Passage for review>
= Beginning of Section =

Decelerating inflation is bringing some crumbs of comfort to households whose living standards have been ravaged by rising costs. A year ago, when inflation had accelerated to 9%, the April uprating of Universal Credit was only 3.1%, leaving recipients 6% worse off over the year (in addition to the removal of the temporary £20 a week pandemic uplift). But this year, the inflation rate to April has fallen to 8.7%, so with a 10.1% uprating, UC has risen 1.4% in real terms. In both cases this is because of the lag caused by April upratings being based on the previous September’s inflation rate. When inflation is accelerating, real benefits fall; when it is decelerating, they rise. With inflation projected to keep on falling, a further (and probably much larger) gain of this kind is likely a year from now.
Until 2022, having these lagged upratings made relatively little difference: with inflation low, the April rate had only been more than two percentage points higher than the September rate once in the previous 30 years. And over the long term, inflation-linked benefits always ‘catch up’ with rising prices, as the October to April increases feed into the following year’s uprating. But there are several reasons to remain concerned about the effect of the lag today.
Most obviously, claimants have just had to cope with a year with benefits significantly lower in real terms than previously, and the gain in the present financial year is much lower (1.4%) than the previous year’s loss (5.9%). In 2024, there should be larger gains, but for someone struggling on a very low income now, knowing these are on the way is not much solace. This graph shows that in real terms, benefit incomes still remain lower than in 2021, by £14 a month for a single. For couple with two children, the real-terms loss has been £49 a month, nearly £600 a year.
This is before ad hoc additional payments, such as the living costs support of £900 a year that UC claimants receive in 2023/24. But don’t forget that in April 2021, they were getting more than that from the £20 a week (£1040 a year) temporary UC uplift, now discontinued. Moreover, these ad hoc payments are poor substitutes for decent benefit rates in helping the worst-off: they are not weighted to household size, and create big uncertainties about future income among households who do not have the capacity to absorb large income fluctuations.
And the graph shows that families depending on Universal credit can take little comfort from the 1.4% real increase they’ve seen in their benefits in the past year, coming after two years of declining real benefit levels. Most important of all, the starting point was at a historically low level by any measure, and clearly insufficient to cover the most frugal existence. Benefits for working age adults without children are now only a quarter of what families need for a decent living standard, and 30 per cent lower even than what the Joseph Rowntree Foundation estimates as being needed for an “essentials guarantee”, based on what worse-off families actually spend.

= End of Section =

Requirement 1> Return the passage on Universal Credit and inflation from "This is before" to "large income fluctuations.".
Requirement 2> Translate this sentence from the passage on Universal Credit and inflation into Spanish: "When inflation is accelerating, real benefits fall; when it is decelerating, they rise."
The data below comes from a separate source.

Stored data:
= Beginning of Section =

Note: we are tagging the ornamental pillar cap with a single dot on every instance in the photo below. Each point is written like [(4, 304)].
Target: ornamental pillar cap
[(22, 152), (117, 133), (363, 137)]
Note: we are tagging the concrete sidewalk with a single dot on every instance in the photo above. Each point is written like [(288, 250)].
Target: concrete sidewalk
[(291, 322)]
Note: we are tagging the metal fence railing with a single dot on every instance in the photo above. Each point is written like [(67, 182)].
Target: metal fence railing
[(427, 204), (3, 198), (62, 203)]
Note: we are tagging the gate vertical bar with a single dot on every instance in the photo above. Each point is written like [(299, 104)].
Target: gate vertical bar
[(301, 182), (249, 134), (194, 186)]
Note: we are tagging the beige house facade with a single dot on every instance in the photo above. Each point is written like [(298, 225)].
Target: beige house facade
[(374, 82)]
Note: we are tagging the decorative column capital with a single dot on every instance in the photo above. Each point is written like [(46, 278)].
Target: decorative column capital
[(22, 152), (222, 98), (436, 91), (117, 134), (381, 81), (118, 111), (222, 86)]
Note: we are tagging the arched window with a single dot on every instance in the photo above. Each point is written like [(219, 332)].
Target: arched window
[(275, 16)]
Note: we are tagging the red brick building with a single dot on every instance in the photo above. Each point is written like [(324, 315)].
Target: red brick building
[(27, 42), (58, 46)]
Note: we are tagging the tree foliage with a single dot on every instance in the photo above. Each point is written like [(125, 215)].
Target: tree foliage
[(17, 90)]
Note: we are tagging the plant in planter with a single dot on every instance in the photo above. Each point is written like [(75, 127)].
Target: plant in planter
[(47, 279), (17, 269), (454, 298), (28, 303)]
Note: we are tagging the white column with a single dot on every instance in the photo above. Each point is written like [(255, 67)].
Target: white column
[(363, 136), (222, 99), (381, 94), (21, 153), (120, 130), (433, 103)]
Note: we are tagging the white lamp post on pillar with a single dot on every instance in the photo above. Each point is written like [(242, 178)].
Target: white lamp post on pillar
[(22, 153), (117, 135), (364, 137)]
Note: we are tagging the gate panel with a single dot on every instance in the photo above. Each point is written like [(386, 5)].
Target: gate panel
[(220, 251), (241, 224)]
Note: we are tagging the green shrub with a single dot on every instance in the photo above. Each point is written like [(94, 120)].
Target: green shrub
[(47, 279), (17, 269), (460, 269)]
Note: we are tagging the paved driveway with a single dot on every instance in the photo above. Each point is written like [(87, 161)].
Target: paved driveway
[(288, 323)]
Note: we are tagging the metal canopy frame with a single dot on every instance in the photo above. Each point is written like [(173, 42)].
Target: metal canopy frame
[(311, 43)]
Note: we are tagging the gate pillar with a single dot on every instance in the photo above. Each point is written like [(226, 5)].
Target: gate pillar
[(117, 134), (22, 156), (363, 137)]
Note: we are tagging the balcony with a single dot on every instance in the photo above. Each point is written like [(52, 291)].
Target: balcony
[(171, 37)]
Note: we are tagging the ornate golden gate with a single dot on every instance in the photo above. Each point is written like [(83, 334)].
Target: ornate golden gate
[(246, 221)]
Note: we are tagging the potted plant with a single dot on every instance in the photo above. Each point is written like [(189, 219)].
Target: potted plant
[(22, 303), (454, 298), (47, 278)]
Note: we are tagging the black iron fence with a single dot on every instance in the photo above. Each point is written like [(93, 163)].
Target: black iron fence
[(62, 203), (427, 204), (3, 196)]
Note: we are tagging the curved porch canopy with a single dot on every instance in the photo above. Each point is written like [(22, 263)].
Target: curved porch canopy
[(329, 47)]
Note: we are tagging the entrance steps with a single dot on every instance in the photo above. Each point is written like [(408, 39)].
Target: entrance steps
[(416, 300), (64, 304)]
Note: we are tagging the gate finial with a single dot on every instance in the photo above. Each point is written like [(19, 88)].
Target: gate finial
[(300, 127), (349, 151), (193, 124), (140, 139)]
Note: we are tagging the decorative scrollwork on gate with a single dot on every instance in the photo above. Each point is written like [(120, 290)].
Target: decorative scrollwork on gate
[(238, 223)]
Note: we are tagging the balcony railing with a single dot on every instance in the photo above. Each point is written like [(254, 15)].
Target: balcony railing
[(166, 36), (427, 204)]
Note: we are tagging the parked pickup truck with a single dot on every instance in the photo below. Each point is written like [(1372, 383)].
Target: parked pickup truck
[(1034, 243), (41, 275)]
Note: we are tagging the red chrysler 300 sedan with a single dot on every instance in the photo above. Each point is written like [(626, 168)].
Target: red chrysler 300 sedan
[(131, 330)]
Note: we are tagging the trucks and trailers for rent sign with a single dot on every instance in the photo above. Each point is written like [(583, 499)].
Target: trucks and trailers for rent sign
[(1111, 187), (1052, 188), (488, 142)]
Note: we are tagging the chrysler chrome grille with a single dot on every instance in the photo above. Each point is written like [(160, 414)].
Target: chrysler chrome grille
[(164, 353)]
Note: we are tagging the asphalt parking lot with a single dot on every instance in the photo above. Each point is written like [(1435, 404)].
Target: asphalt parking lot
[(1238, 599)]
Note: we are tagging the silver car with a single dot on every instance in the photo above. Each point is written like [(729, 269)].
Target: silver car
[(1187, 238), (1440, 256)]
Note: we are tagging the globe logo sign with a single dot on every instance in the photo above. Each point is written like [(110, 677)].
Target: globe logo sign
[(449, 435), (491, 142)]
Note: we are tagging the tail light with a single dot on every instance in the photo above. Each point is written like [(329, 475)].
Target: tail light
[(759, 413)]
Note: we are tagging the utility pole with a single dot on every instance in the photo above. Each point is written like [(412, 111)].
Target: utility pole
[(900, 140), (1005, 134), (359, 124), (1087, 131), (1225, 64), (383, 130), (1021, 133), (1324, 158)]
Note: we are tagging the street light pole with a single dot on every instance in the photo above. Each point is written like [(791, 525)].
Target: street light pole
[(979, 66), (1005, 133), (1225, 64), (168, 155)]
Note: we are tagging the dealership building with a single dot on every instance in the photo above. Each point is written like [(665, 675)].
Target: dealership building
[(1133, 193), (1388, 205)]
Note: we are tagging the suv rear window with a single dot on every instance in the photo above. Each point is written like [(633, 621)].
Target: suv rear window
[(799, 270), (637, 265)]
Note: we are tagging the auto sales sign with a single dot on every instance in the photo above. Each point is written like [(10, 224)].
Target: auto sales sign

= End of Section =

Response area 1>
This is before ad hoc additional payments, such as the living costs support of £900 a year that UC claimants receive in 2023/24. But don’t forget that in April 2021, they were getting more than that from the £20 a week (£1040 a year) temporary UC uplift, now discontinued. Moreover, these ad hoc payments are poor substitutes for decent benefit rates in helping the worst-off: they are not weighted to household size, and create big uncertainties about future income among households who do not have the capacity to absorb large income fluctuations.

Response area 2> Cuando la inflación se acelera, las prestaciones reales bajan; cuando se desacelera, suben.